Stored data entries:
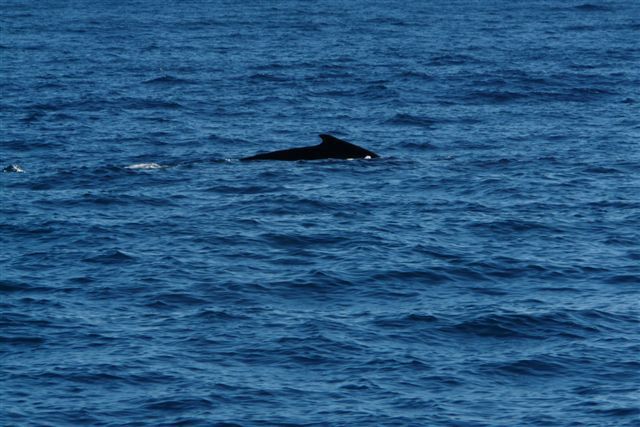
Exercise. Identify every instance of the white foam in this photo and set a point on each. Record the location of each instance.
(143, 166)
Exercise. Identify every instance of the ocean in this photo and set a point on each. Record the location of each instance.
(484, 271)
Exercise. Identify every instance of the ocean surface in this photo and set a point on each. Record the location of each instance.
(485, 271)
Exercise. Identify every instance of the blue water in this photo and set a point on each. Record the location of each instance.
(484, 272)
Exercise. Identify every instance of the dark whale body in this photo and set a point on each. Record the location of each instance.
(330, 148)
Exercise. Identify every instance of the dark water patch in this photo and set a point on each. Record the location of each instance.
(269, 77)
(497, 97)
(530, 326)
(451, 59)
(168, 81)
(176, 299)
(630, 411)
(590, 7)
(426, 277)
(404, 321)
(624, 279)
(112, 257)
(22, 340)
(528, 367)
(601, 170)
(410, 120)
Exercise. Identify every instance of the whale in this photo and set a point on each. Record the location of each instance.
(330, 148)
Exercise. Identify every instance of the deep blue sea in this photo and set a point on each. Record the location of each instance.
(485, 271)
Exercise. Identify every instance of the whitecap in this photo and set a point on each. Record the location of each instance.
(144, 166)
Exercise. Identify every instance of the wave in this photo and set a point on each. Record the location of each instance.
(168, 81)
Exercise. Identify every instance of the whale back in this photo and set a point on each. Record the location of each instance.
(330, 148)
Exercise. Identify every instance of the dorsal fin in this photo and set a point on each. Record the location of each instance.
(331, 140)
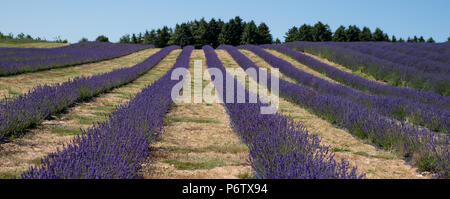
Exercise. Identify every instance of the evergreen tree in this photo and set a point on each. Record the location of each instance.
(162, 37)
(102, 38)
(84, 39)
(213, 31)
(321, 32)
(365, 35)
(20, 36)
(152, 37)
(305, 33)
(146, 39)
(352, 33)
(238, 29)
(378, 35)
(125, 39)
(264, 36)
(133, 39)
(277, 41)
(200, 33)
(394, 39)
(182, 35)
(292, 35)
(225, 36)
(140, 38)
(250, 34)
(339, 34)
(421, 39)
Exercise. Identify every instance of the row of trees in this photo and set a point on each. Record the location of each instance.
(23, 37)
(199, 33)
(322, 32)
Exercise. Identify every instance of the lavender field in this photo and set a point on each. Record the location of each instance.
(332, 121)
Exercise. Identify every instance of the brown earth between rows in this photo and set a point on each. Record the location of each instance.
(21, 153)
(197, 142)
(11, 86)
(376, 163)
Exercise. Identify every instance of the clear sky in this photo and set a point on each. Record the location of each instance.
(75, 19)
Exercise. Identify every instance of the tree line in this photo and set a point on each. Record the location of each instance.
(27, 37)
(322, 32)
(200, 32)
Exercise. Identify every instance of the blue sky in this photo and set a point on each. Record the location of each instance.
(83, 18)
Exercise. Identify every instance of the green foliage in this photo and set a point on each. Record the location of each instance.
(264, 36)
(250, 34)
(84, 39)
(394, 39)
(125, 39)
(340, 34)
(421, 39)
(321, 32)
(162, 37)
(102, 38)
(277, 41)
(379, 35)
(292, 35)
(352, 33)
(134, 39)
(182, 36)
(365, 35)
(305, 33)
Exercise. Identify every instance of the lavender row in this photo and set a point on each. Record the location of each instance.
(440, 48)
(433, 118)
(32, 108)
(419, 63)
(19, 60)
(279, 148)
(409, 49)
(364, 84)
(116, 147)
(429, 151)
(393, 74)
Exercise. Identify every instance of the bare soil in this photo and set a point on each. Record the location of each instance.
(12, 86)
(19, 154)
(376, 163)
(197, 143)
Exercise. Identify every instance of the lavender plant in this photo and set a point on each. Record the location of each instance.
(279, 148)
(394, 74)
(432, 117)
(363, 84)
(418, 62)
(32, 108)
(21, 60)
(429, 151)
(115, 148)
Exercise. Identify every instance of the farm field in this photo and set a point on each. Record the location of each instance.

§ **ASSIGNED TASK**
What is needed here is each line above set down word for word, minus the images.

§ **TASK OUTPUT**
Exercise. Identify every instance of the white foam in this photo and set a point on each. Record the location of each instance.
(143, 166)
Exercise. Identify every instance of the ocean in this photo and set a point on each. Record the location of each instance.
(484, 271)
Exercise. Identify every instance of the ocean surface in this photo and set a point on each. Record the location of each instance.
(485, 271)
Exercise. Identify every instance of the blue water in this photo and set a point on each. Record the location of each instance.
(484, 272)
Exercise. Identify every instance of the dark whale body in this photo and set a point on each. Record the location of each instance.
(330, 148)
Exercise. Identify every instance of the dark water patch in this photo and set a point on each. Record the location of each instance.
(269, 77)
(497, 97)
(530, 326)
(451, 59)
(168, 81)
(176, 299)
(630, 411)
(590, 7)
(426, 277)
(404, 321)
(624, 279)
(112, 257)
(22, 340)
(528, 367)
(601, 170)
(410, 120)
Exercise. Identify every instance of the whale in this photo and set a point on each. Record the location of each instance.
(330, 148)
Exercise. Identify every instance of the deep blue sea in this photo and set a point on each. Record the location of each instance.
(485, 271)
Exercise. Identify every instance of the whitecap in this photo and set a point on each. Record the location of each instance.
(144, 166)
Exercise. Identify every instance of the wave in this photo and set a point on each. Record the location of each instance.
(168, 81)
Exercise. Identify every instance of the whale back in this photo and set a point on each. Record the location of each instance.
(330, 148)
Exercise. Identify every instance of the dorsal fin in this photo and set a point on each. Record the location of each instance.
(331, 140)
Exercise. Identify every instance of the evergreen tree in this photo and set a point on each. Record the location of each instance.
(162, 37)
(102, 38)
(84, 39)
(213, 31)
(321, 32)
(365, 35)
(20, 36)
(152, 37)
(305, 33)
(146, 39)
(352, 33)
(238, 29)
(378, 35)
(125, 39)
(264, 36)
(133, 39)
(277, 41)
(200, 33)
(394, 39)
(182, 35)
(292, 35)
(225, 36)
(140, 38)
(250, 34)
(339, 34)
(421, 39)
Exercise. Identify every instance of the row of trees in this photo and set a point on each. Record the location of each instance.
(23, 37)
(199, 33)
(322, 32)
Exercise. Identify every instance of the lavender field in this photo and set a point on each. Record the location of each instance.
(332, 121)
Exercise. Identify every instance of the brown earth between rows in this photo and set a point on each. Record the location of each instance.
(21, 153)
(197, 142)
(11, 86)
(376, 163)
Exercise. Identify every instance of the clear sky in this photo and set a point on each. Record the location of each instance.
(75, 19)
Exercise. Identify every instance of the tree line in this photo and set a point on each. Record the location of each instance.
(27, 37)
(322, 32)
(200, 32)
Exercise. Identify every instance of the blue sky in this photo and set a point on each. Record the location of each instance.
(83, 18)
Exercise. Identify every instance of the green foliage in this photo and set a point on each. Record the location of each instance.
(264, 36)
(250, 34)
(84, 39)
(394, 39)
(125, 39)
(340, 34)
(421, 39)
(321, 32)
(162, 37)
(102, 38)
(277, 41)
(379, 35)
(292, 35)
(352, 33)
(134, 39)
(182, 36)
(365, 35)
(305, 33)
Exercise. Identify every instance of the lavender row in this photo and set a point on each. Record the location of each instance.
(440, 48)
(433, 118)
(32, 108)
(419, 63)
(19, 60)
(279, 148)
(409, 49)
(364, 84)
(116, 147)
(429, 151)
(393, 74)
Exercise. Identify every instance of the bare soil in this photo and set a point on each. Record the location of each instance.
(12, 86)
(19, 154)
(376, 163)
(197, 143)
Exercise. Identify every instance of the lavender plant in this photo and set a point on each. Record the location of each instance.
(279, 148)
(394, 74)
(432, 117)
(363, 84)
(418, 62)
(32, 108)
(21, 60)
(429, 151)
(115, 148)
Exercise. Identify every instance of the farm field in this photo and set a point on each. Record the location of each instance.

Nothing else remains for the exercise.